**KEGIATAN:**
Teruskan teks tentang apresiasi PBB atas penanganan pandemi Covid-19 di Indonesia, mulai setelah kalimat terakhirnya.

**KUTIPAN:**
Pandemi Covid-19 bisa saja sudah tertangani dengan cukup baik di Indonesia. Berdasarkan siaran pers yang diterima Prohealth.id, penanganan pandemi Covid-19 di Indonesia mendapatkan apresiasi dari Persatuan Bangsa-Bangsa (PBB).
Presiden Majelis Umum PBB, Abdulla Shahid, menyampaikan dalam The 7th Global Platform for Disaster Risk Reduction (GPDRR) 2022 yang digelar di Bali Nusa Dua Convention Center (BNDCC), Kabupaten Badung, Provinsi Bali, Rabu (25/05/2022) ketika melihat penyelenggaraan GPDRR 2022 sukses digelar tatap muka dalam skala besar.
“Saya telah diberitahu bahwa sekitar tujuh ribu peserta telah mendaftar untuk pertemuan hari ini. Ini merupakan bukti komitmen kuat dan upaya yang dilakukan oleh pemerintah Indonesia, di bawah kepemimpinan Yang Mulia Presiden Joko Widodo untuk memerangi Covid-19 dan mengembalikan negara ke jalur pemulihan,” ujar Abdulla Shahid.
Dia pun menyampaikan penghargaan kepada pemerintah Indonesia yang telah menjadi tuan rumah GDPRR 2022 sebagai kegiatan pengurangan risiko bencana secara global, di tengah pemulihan Covid-19 di seluruh dunia.

**INFORMASI YANG DISEDIAKAN:**
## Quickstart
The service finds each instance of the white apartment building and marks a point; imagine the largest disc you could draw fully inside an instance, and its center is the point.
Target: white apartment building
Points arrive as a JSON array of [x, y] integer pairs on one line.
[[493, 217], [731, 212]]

**KOLOM JAWABAN:**
Masih dikutip dari siaran pers yang sama, Deputi Sekretaris Jenderal PBB, Amina Jane Mohammed, ikut mengapresiasi sejumlah kebijakan pemerintah Indonesia menangani pandemi Covid-19 khususnya pencapaian vaksinasi Covid-19 di Indonesia. “Memvaksinasi populasi 270 juta adalah prestasi besar, dan kami memuji kepemimpinan Indonesia atas program vaksinnya untuk menjaga semua orang aman,” ujar Amina.
Dalam kesempatan tersebut Presiden Joko Widodo mengatakan pandemi Covid-19 merupakan bencana dunia. Oleh karena itu, pemerintah Indonesia mencoba menerapkan kebijakan dinamis sesuai situasi terkini untuk menjaga keseimbangan sisi kesehatan dan sisi ekonomi.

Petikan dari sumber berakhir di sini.